● Exercise directions: Identify and pull out each line of the entries in which "horizon" occurs.

● Supplied material:
Content starts

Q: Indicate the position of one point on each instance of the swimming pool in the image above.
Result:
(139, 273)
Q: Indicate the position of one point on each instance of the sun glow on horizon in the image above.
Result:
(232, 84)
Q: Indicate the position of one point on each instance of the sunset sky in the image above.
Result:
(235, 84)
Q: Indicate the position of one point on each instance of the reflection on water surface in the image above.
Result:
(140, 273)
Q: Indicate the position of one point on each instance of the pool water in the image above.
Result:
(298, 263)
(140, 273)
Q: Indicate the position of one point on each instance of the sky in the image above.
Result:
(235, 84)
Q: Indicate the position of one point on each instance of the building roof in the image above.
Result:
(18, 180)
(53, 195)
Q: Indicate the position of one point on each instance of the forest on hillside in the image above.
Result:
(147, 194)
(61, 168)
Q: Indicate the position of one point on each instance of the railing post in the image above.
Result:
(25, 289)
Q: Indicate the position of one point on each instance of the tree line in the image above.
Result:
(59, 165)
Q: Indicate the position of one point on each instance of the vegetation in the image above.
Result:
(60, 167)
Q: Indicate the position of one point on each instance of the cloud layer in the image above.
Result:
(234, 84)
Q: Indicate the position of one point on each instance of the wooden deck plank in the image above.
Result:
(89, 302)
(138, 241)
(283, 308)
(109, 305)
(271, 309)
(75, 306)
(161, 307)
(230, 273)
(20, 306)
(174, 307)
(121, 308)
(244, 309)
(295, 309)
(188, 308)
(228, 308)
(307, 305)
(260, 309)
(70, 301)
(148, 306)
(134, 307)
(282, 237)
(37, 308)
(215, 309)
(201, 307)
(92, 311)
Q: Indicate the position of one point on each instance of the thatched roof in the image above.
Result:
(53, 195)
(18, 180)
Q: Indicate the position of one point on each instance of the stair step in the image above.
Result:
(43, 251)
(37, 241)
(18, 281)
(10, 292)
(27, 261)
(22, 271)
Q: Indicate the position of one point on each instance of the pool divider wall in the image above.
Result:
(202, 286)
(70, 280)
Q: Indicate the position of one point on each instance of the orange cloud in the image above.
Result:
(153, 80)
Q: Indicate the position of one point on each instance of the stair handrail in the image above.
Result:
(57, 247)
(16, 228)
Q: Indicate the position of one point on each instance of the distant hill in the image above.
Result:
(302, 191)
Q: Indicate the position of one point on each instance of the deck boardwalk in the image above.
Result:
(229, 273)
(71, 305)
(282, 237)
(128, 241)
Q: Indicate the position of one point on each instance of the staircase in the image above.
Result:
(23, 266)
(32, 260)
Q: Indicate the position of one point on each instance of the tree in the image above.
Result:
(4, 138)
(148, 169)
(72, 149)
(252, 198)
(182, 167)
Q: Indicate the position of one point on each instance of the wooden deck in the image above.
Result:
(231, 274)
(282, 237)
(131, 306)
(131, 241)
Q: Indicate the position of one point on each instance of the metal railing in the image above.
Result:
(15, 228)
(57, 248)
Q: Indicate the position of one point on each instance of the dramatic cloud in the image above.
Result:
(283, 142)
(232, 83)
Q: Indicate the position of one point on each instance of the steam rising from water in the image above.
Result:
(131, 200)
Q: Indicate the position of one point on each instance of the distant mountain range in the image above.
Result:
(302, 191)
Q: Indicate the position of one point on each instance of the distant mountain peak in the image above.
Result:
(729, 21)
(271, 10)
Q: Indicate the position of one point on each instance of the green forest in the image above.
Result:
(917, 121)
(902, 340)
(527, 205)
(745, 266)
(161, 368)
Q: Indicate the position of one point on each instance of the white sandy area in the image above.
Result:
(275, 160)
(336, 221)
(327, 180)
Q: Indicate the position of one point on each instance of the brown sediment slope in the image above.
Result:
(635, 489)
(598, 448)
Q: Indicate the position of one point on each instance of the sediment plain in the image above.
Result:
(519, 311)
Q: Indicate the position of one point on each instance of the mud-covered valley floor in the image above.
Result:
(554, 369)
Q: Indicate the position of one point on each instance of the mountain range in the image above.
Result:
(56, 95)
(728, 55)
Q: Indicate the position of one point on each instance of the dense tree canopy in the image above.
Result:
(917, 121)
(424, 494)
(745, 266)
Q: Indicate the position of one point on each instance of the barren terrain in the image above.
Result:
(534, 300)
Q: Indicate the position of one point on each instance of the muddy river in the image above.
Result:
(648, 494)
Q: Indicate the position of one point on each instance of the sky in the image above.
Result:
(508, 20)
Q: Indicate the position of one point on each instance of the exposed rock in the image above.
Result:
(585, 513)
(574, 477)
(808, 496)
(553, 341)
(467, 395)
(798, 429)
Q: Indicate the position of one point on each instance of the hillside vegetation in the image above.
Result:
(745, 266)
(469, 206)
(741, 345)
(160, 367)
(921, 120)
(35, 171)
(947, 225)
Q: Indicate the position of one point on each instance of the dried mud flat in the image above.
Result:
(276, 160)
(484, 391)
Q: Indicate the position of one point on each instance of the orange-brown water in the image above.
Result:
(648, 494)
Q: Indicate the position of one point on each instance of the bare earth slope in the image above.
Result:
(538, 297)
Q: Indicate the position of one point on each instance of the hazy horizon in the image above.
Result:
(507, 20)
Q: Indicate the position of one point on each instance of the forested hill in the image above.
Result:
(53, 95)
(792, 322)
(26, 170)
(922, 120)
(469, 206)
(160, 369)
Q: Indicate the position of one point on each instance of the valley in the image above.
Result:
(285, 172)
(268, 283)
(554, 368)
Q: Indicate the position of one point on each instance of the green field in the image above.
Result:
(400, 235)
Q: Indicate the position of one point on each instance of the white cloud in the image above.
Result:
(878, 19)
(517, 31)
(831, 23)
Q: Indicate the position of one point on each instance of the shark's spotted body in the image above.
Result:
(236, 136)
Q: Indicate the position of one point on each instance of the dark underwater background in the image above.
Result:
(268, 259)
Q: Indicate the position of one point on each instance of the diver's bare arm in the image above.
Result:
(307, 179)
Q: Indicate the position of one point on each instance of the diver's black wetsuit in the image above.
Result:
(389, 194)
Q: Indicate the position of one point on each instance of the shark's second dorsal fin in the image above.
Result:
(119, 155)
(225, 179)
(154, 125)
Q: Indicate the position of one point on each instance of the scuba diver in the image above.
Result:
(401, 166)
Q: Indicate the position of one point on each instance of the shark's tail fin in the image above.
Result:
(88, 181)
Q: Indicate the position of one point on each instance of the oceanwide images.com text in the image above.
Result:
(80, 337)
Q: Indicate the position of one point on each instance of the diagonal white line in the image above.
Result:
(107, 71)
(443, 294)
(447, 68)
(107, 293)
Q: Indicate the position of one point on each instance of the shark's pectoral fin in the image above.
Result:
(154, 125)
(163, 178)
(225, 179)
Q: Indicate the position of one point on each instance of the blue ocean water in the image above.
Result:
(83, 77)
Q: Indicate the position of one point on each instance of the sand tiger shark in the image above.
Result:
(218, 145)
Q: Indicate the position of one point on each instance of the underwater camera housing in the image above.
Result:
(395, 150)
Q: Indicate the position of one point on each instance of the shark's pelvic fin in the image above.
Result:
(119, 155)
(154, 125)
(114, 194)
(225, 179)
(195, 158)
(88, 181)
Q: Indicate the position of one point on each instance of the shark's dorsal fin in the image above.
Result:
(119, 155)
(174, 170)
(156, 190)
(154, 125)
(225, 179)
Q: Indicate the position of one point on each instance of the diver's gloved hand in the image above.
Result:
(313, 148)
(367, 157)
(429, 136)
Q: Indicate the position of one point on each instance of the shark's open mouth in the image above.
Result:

Content ends

● Written solution:
Q: Indicate the position of one point on each instance of the sun glow on horizon in the image above.
Q: Indicate the position of one point on each instance of the hazy horizon in the image above.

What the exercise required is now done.